Extract:
Longtime Orange County Register editor Chris Smith tries to make sense of the Aaron Kushner phenomenon that is making over the OC newspaper and giving hope to unemployed journalists across the LA area. Smith writes in the new issue of Orange Coast magazine, where editor Martin Smith sets up the piece this way in his editor's note:
"For those of us who care about the Register’s fate, buying into Kushner’s vision requires overlooking many questions about his background, his business plan, and the frenzied pace of change since his arrival last July. We hope he is what he says he is. We hope his ideas work. We hope the skeptics are wrong. So we wait, not sure if what we’re seeing is real, or a mirage. That so many of us have suspended disbelief speaks not only to the desperate state of the newspaper industry, but to our fervent wish for his success."
Here's an excerpt from the larger piece, which traces the Register's evolution from dying print newspaper, to web-obsessed, and now back to print-first under Kushner:
While printing a quality newspaper is largely a reflection of enterprise reporting, creating a successful website proved more akin to running a beauty contest. The goal was less about reporting the day’s events and explaining what they meant, and more about posting the news of the minute as quickly as possible to attract attention. Some traditional coverage—including real estate, crime, sports, and hyperlocal coverage of community news—met the new standards and survived. Topics such as higher education, religion, and ethnic communities largely vanished; in their place came a rise in coverage of lightweight and not necessarily local topics, such as video game companies, the fast-food industry, and consumer deals.

Source information:
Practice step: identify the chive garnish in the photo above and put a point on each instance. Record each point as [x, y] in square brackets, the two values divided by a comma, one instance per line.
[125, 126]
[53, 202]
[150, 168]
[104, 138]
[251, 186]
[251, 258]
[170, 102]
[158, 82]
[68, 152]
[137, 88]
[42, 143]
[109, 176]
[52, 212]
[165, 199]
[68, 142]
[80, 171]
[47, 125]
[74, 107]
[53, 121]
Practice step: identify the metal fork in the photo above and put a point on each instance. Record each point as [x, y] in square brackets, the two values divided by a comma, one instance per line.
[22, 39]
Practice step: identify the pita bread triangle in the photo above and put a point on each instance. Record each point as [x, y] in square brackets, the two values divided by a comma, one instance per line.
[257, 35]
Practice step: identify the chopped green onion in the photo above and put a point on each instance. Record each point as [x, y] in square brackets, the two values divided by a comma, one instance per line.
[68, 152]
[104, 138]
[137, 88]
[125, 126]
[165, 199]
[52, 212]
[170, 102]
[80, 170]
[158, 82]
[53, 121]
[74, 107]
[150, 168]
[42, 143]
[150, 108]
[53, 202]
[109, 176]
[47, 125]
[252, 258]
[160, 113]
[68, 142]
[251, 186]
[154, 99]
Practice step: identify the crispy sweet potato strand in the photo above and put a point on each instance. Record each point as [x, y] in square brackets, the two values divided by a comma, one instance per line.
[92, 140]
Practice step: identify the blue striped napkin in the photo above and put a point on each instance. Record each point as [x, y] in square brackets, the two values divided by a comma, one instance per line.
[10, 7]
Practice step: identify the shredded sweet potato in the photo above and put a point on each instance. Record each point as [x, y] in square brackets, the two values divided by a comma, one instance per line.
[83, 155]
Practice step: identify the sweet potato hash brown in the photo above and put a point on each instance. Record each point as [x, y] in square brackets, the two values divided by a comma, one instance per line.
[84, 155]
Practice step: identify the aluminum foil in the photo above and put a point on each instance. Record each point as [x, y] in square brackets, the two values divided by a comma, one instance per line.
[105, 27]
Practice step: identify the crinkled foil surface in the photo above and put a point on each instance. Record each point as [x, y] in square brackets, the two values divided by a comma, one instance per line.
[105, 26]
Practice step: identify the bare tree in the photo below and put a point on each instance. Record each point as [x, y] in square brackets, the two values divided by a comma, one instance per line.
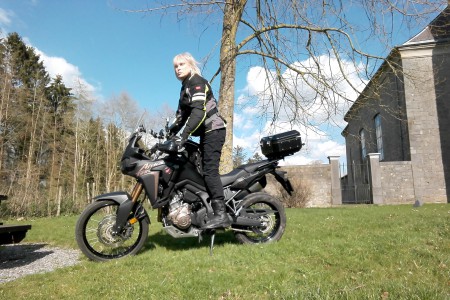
[317, 46]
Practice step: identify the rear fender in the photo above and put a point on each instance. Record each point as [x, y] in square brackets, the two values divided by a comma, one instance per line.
[126, 206]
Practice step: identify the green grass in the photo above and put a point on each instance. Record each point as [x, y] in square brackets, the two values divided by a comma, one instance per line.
[350, 252]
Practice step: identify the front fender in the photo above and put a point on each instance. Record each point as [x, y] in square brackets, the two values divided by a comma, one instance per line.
[119, 197]
[126, 206]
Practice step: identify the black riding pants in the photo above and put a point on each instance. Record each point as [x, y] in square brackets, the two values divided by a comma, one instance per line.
[211, 145]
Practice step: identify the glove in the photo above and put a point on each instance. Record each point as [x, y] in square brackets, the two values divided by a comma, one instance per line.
[179, 142]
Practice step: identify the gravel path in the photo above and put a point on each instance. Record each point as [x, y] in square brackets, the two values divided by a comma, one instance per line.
[24, 259]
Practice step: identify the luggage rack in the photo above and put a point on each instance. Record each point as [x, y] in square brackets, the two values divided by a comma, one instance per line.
[12, 234]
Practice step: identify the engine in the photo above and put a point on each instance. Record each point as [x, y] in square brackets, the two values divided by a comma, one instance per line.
[179, 212]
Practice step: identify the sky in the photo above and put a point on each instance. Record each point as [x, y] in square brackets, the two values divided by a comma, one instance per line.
[112, 51]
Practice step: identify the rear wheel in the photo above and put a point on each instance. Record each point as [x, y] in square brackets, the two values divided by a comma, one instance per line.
[94, 235]
[270, 212]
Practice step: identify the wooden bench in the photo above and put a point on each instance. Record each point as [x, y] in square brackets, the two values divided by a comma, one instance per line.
[12, 234]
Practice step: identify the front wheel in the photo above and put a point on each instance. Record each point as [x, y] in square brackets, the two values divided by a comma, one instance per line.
[94, 236]
[270, 212]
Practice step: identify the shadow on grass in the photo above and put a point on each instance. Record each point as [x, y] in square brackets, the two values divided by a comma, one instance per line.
[163, 239]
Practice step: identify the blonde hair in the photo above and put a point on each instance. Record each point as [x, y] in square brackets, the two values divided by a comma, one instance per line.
[190, 61]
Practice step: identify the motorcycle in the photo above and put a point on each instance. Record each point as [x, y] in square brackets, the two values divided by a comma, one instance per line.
[116, 224]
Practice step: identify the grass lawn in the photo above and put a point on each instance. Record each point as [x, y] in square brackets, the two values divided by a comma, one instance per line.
[349, 252]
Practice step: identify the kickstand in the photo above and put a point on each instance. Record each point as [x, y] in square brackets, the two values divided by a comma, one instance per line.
[212, 243]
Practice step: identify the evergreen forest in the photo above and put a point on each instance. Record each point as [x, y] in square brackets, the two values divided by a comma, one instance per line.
[58, 146]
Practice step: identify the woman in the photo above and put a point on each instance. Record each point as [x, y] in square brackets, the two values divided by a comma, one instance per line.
[197, 111]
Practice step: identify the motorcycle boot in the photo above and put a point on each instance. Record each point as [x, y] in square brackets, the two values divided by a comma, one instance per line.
[220, 219]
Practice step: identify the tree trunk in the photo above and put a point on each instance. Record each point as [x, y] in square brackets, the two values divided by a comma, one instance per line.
[232, 15]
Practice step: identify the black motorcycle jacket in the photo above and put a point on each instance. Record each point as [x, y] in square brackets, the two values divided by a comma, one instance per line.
[197, 109]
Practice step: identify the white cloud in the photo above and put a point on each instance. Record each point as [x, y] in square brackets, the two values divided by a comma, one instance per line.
[5, 17]
[70, 73]
[318, 144]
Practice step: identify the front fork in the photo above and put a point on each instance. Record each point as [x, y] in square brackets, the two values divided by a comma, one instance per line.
[126, 207]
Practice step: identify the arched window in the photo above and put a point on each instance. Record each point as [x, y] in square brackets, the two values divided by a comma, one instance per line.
[379, 136]
[362, 141]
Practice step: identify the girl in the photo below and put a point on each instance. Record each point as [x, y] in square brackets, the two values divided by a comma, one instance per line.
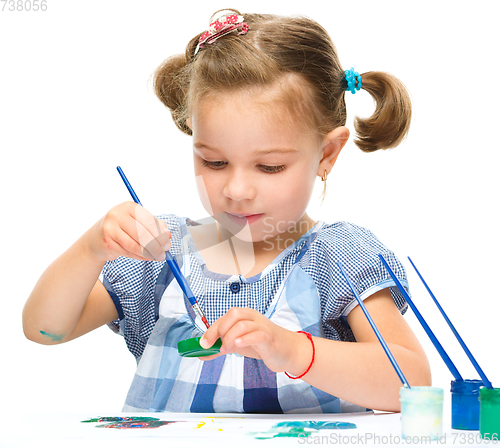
[263, 98]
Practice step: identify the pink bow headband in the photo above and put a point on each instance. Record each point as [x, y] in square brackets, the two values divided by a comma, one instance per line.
[222, 26]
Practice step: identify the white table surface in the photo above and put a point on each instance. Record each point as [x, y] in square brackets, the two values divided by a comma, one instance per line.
[65, 429]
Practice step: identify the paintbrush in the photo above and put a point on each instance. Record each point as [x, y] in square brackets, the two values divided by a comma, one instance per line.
[375, 329]
[184, 285]
[486, 382]
[432, 337]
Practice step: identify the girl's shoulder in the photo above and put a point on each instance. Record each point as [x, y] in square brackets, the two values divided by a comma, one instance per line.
[344, 242]
[343, 234]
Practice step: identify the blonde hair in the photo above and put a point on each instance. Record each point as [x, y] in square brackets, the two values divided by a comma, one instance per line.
[293, 48]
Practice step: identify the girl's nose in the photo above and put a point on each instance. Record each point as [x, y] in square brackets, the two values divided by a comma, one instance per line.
[239, 186]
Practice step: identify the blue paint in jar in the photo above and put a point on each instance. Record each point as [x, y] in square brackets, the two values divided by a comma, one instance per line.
[465, 404]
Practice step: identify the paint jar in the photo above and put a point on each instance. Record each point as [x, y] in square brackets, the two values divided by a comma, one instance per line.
[421, 412]
[489, 413]
[465, 404]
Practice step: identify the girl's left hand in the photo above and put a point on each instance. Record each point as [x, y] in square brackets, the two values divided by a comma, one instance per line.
[247, 332]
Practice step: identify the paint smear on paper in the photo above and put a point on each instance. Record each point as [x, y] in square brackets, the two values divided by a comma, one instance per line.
[129, 422]
[119, 419]
[300, 429]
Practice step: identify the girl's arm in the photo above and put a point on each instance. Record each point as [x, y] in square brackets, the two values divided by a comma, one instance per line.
[358, 372]
[68, 299]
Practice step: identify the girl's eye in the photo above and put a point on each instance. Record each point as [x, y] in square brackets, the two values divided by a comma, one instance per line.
[214, 165]
[272, 169]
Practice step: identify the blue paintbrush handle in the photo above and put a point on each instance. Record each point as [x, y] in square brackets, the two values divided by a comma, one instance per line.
[432, 337]
[181, 280]
[375, 329]
[486, 382]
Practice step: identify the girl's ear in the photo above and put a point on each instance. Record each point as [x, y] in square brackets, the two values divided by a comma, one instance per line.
[333, 143]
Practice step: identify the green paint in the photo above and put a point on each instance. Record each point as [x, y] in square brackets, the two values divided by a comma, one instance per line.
[54, 337]
[300, 429]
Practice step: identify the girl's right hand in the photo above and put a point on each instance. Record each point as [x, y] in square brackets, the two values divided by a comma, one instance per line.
[129, 230]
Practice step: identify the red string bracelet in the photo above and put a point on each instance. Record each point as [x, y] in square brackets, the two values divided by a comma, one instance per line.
[309, 336]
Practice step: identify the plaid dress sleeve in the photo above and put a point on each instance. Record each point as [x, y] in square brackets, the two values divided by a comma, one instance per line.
[131, 284]
[357, 249]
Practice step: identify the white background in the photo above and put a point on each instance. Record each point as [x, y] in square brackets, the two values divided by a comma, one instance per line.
[75, 102]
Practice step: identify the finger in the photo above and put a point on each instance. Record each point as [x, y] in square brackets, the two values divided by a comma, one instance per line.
[156, 228]
[237, 332]
[123, 245]
[211, 335]
[145, 244]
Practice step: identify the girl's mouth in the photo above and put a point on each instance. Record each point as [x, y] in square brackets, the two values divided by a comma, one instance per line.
[244, 219]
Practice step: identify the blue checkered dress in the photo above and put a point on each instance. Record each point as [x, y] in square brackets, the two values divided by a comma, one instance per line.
[302, 289]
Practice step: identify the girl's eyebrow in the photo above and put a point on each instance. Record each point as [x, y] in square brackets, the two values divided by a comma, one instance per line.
[259, 152]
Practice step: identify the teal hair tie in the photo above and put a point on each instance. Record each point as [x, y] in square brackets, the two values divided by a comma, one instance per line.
[354, 80]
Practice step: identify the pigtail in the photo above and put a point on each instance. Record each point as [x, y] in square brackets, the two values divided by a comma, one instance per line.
[390, 122]
[170, 84]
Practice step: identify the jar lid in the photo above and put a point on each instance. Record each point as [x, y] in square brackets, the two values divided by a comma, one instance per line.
[191, 348]
[466, 386]
[491, 395]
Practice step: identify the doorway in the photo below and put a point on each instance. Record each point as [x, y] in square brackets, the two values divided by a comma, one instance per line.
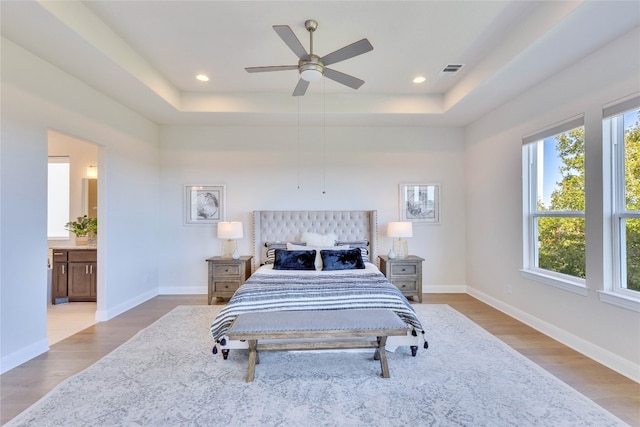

What to do:
**a.** Can you repeat the Orange County Register excerpt, beginning at the words "Here's an excerpt" and stopping after "and consumer deals.", but switch "beauty contest" to "popularity contest"?
**b.** Could you pick up the Orange County Register excerpt after its final sentence and continue it?

Answers for each item:
**a.**
Here's an excerpt from the larger piece, which traces the Register's evolution from dying print newspaper, to web-obsessed, and now back to print-first under Kushner:
While printing a quality newspaper is largely a reflection of enterprise reporting, creating a successful website proved more akin to running a popularity contest. The goal was less about reporting the day’s events and explaining what they meant, and more about posting the news of the minute as quickly as possible to attract attention. Some traditional coverage—including real estate, crime, sports, and hyperlocal coverage of community news—met the new standards and survived. Topics such as higher education, religion, and ethnic communities largely vanished; in their place came a rise in coverage of lightweight and not necessarily local topics, such as video game companies, the fast-food industry, and consumer deals.

**b.**
Perhaps the most notorious coverage at the Register was smirkingly referred to in-house as the “T&A beat.” Superficially, it seemed straightforward: cover Irvine-based Allergan, the company primarily known for Botox. In practice, the “In Your Face” blog was a nonstop cavalcade of speculation on which celebrities had had plastic surgery, with tsk-tsking about how good the work was or wasn’t. Headlines such as “Tara Reid Parties, Acts, Copes With Bad Breast Surgery” and “Golden Globes Plastic Surgery Preview” abounded. With its cleavage-filled slide shows, the beat consistently drew top page views. Where for more than three-quarters of a century the paper had been about appealing to readers in Orange County, it now was slavishly courting online viewers anywhere it could find them.Meantime, home-delivery subscriptions fell to fewer than 270,000 by mid-2012....
Kushner opened the checkbook for [editor Ken] Brusic, who has aggressively expanded space in the paper and hired more than 75 journalists from all over the region. Notable among many talented reporters and editors, the paper is hiring nationally known film critic and columnist Michael Sragow, who has written for The New Yorker, The New York Times, and, most recently, The Baltimore Sun. He’s scheduled to start this month.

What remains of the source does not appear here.